§ AIM: Reproduce the rows below verbatim, starting at the line that contains "plant visible in this UI screenshot." and ending at the line that contains "[0,0,358,274]", with both of those lines included.
#### EXERCISE MATERIALS ####
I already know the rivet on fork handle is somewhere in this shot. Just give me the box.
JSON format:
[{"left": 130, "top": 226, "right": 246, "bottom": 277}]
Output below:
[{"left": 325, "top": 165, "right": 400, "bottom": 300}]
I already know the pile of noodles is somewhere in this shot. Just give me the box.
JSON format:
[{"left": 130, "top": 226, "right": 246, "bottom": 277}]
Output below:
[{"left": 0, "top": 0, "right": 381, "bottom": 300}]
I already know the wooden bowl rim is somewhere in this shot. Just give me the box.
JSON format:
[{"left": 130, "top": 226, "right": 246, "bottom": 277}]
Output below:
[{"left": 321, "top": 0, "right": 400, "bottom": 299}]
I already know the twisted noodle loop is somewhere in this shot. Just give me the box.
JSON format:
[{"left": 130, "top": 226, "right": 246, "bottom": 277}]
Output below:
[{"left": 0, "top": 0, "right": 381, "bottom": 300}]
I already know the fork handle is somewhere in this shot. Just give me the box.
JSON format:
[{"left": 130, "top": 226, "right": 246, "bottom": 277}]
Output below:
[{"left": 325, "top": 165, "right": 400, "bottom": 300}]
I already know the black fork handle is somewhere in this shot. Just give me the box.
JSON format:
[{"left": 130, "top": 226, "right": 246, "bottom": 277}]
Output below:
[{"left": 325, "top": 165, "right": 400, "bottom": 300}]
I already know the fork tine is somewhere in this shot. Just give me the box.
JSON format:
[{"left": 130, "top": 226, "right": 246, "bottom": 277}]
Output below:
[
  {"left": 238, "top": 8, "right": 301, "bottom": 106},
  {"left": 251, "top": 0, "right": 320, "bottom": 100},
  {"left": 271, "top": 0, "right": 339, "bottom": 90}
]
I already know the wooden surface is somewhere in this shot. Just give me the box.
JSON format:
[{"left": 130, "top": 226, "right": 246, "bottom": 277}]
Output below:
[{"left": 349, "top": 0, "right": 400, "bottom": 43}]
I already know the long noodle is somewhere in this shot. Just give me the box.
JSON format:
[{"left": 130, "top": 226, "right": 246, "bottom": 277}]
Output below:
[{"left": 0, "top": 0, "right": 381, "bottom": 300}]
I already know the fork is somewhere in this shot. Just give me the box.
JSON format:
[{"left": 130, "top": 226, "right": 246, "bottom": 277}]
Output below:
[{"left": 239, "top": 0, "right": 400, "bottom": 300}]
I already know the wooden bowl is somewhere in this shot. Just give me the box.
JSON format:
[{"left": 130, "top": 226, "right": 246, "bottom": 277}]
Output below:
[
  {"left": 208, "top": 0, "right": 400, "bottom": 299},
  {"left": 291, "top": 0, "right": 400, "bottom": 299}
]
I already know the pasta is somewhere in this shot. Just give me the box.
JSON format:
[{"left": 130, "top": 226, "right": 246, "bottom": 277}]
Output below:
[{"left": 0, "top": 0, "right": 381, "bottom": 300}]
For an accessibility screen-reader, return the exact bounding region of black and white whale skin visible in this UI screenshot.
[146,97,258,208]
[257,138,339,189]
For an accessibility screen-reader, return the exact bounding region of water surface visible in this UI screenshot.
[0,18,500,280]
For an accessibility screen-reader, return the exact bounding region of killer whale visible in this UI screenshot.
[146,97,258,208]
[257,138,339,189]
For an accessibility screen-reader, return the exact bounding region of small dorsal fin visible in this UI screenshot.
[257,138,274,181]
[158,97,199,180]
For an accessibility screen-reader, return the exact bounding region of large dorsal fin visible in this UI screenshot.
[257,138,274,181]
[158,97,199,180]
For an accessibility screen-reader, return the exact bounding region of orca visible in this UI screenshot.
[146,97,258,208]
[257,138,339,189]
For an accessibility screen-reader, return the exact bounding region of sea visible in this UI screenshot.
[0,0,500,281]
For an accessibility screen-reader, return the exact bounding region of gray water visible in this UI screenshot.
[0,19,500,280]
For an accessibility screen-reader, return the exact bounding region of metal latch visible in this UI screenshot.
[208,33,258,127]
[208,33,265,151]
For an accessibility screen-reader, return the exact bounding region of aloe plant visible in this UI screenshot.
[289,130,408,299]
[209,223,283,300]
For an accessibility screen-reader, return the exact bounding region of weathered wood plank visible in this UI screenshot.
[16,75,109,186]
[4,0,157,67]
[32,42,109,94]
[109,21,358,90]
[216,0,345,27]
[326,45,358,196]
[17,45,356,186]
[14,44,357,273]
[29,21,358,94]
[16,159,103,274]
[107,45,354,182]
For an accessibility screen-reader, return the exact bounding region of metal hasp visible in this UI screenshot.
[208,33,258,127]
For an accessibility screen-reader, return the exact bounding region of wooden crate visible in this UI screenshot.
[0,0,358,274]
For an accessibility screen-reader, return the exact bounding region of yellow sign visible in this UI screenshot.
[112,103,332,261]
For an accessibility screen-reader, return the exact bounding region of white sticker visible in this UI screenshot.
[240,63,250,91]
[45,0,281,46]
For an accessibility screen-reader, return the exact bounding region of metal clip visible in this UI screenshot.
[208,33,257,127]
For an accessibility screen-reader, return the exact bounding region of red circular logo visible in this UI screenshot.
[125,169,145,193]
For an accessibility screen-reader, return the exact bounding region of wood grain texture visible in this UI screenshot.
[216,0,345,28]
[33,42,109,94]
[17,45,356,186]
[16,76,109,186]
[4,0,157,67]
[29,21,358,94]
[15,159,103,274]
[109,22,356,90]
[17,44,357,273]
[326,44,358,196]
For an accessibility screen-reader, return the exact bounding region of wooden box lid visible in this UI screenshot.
####
§ ANSWER BELOW:
For an accessibility screen-reader, return the exact bounding region of aloe plant visible in this UI screenshot.
[289,130,408,299]
[209,223,283,300]
For an accessibility screen-reader, return the exact bounding region of weathered wood plank visible in this UI screenshot.
[16,75,109,186]
[4,0,157,67]
[32,42,109,94]
[109,21,358,90]
[216,0,345,27]
[326,45,358,196]
[17,45,356,186]
[14,44,357,273]
[29,21,358,94]
[16,159,103,274]
[107,45,354,182]
For an accessibility screen-reader, return the exact bounding region of metal hasp visible in this UI screenshot.
[208,33,258,127]
For an accessibility screen-reader, return the exact bounding region of wooden crate visible in this UI screenshot.
[0,0,358,274]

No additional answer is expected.